WHAT YOU WILL DO
What is expected is a word-for-word copy of all the entries.
[Opening PROVIDED DATA section]
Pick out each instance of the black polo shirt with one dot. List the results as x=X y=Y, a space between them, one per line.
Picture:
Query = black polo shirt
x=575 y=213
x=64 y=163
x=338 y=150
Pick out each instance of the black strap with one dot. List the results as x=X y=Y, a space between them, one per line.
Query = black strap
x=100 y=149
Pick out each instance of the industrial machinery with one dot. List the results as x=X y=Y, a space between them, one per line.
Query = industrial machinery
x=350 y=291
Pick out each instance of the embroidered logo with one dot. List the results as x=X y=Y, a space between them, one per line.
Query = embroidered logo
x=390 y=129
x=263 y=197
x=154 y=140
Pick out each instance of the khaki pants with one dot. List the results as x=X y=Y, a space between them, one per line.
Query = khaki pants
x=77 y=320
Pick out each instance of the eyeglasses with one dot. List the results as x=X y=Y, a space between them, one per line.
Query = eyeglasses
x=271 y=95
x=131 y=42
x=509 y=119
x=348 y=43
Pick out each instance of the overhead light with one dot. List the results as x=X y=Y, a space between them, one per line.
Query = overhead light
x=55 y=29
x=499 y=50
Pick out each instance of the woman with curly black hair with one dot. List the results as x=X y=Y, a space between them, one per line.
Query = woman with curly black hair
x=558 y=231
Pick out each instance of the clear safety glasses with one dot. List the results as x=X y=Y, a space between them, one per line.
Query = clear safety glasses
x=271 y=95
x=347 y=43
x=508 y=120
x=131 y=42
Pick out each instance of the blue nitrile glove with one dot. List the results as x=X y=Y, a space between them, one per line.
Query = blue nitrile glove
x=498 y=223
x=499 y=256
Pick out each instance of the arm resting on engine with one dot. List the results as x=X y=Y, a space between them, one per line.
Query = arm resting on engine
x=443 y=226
[Closing PROVIDED DATA section]
PROBLEM SOLUTION
Pick out each instance of the black polo shirt with one dot. List the results as x=X y=Y, a space between them, one per line.
Picture:
Query = black polo shirt
x=575 y=213
x=64 y=163
x=338 y=150
Pick out each instance of the black strap with one dot. List the results as x=X y=Y, a space between them, one per line.
Query = black strap
x=100 y=149
Pick out each instance of the industrial machinery with one dot. List the results as x=X y=Y, a space between them, one per line.
Query = industrial machinery
x=350 y=291
Pick out each instance of the embroidered logo with one dot. List the results as x=X y=Y, a space between them, one per line.
Query = embroidered logo
x=390 y=129
x=263 y=197
x=154 y=140
Pick out each instance of the khaki pants with one dot. List the results as x=X y=Y, a space between them, one per line.
Query = khaki pants
x=77 y=320
Pick out each instance of the eyeglasses with one dot. List the results as x=X y=Y, a space between them, one per line.
Query = eyeglasses
x=271 y=95
x=131 y=42
x=509 y=119
x=348 y=43
Pick out each instance of the overhead light with one dot. List the results as x=X y=Y, a space between them, one per line.
Query = overhead light
x=55 y=29
x=499 y=50
Pick out each instance of the woman with curly black hair with one dot. List the results as x=X y=Y, a space between them, one per line.
Query = woman with curly black hair
x=558 y=231
Pick out each instance of the clear safety glasses with one dot. List the results as x=X y=Y, a space between them, one per line.
Query = clear safety glasses
x=271 y=95
x=347 y=43
x=508 y=120
x=131 y=42
Pick out each instance of the blue nitrile glove with one dot. List the results as x=X y=Y, a space between them, one per line.
Query = blue nitrile glove
x=498 y=223
x=499 y=256
Pick out each instance of the arm resting on engine with one dot. List the results as x=X y=Y, a space between them, one per line.
Query = arm resting on engine
x=443 y=226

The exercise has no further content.